**Verilen görevler:**
1. Millî içki ve millî bitki üzerine yazılmış metne göre aşağıdaki soruları yanıtlayın.
(a) Zaman zaman alevlenen tartışma hangi konudadır?
(b) Yazarın çocukluğundaki coğrafya kitaplarında bu yelpaze nelerden nelere uzanıyordu?
(c) Yazara göre çocukluğundan elli yaşını geçtiği yıllara kadar neler değişti?
2. Millî içki ve millî bitki üzerine yazılmış metinde “Gelgelelim, çocukluğumdan” diye başlayan paragrafı, ana bilgileri koruyarak madde listesi olarak yeniden yazın.

Paylaş
Zaman zaman alevlenen bir tartışma var biliyorsunuz;
“millî içkimiz”in ne olduğu konusunda... Rivayet muhtelif!
Şimdilik gündem başka taraflara kaydırıldığı için, biraz unutulmuş gibi.
Ben de fırsat bu fırsat dedim; “millî bitkimiz”in ne olduğunu da tartışsak biraz...
Çocukluğumun coğrafya kitaplarına kalsa,
“fındıktan üzüme, incirden zeytin”e uzanan geniş bir yelpazeydi bu...
Son yıllardaki “marka tescili ve şölene dönüşen hasatlar”a bakılırsa,
Ege coğrafyası, Anadolu’nun yine şanslı beldelerinden...
Gelgelelim, çocukluğumdan elli yaşımı geçtiğim yıllara gelinceye kadar,
hem rekolteler, hem alışkanlıklar, hem ağız tadımız,
hem de “millî” tanımı değişti.

**Kaynak veriler:**
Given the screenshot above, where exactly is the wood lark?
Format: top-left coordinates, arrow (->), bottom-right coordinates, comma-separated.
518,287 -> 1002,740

**Alıştırma sonuçları:**
1.
(a) Tartışma, “millî içkimiz”in ne olduğu konusundadır.
(b) Yelpaze fındıktan üzüme, incirden zeytine uzanıyordu.
(c) Rekolteler, alışkanlıklar, ağız tadımız ve “millî” tanımı değişti.

2.
Yazarın çocukluğundan elli yaşını geçtiği yıllara kadar değişenler:
- Rekolteler
- Alışkanlıklar
- Ağız tadımız
- “Millî” tanımı